==== Data supplied ====

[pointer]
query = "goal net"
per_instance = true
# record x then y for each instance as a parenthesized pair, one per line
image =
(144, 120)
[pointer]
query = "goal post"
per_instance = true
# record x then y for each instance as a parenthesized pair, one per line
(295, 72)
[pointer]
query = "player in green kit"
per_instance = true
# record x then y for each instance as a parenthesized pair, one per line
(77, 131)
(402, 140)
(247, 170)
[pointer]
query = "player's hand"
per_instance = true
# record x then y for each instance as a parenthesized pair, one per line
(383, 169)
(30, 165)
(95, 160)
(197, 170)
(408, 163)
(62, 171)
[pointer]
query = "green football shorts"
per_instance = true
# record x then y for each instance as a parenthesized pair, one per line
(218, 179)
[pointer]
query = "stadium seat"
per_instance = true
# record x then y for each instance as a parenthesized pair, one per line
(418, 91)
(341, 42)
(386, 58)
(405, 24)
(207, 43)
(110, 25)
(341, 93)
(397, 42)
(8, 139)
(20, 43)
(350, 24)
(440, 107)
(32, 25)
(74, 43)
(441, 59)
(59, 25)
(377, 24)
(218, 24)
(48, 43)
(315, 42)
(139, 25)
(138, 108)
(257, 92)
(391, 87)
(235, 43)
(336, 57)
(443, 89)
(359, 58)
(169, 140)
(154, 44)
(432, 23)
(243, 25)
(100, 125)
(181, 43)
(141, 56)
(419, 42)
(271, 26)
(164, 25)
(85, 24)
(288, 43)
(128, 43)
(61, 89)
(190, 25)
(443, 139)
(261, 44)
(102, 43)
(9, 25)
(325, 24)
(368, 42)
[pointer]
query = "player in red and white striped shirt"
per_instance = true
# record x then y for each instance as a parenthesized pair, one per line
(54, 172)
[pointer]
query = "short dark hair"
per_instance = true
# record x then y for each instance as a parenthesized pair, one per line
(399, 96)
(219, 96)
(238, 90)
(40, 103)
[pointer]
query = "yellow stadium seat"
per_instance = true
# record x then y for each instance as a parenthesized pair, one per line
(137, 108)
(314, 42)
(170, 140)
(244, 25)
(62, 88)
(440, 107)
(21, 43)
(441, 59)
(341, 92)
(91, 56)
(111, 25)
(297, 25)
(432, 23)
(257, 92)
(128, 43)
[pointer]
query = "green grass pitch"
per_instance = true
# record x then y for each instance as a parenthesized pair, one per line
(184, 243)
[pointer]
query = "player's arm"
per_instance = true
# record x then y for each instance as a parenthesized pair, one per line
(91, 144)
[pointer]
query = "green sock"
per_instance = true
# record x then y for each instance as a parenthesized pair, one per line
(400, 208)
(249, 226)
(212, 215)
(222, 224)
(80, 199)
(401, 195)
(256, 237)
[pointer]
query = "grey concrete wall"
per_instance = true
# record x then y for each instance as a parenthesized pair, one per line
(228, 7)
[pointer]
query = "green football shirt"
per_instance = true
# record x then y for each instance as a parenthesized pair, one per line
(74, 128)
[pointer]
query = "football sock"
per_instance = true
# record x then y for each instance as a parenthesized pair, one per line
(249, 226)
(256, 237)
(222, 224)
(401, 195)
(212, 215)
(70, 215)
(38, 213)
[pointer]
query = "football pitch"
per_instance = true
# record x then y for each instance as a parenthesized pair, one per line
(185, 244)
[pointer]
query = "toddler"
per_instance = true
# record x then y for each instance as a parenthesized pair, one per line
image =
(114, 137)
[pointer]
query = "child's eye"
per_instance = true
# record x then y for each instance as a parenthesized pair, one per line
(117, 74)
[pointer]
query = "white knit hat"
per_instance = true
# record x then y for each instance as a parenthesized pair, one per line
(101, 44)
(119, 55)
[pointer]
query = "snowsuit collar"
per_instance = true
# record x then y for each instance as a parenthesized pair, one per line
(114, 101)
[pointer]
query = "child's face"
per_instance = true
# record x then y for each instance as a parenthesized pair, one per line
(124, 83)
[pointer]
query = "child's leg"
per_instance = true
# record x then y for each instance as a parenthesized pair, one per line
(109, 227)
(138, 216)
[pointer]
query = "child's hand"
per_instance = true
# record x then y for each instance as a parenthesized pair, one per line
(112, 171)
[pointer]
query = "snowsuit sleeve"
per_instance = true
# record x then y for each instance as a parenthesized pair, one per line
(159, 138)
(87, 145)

====

■ Work required
Locate every line in the listing above that contains the string "pitch", matching case exactly, and copy each such line in full.

■ Answer to the problem
query = "green grass pitch"
query = "football pitch"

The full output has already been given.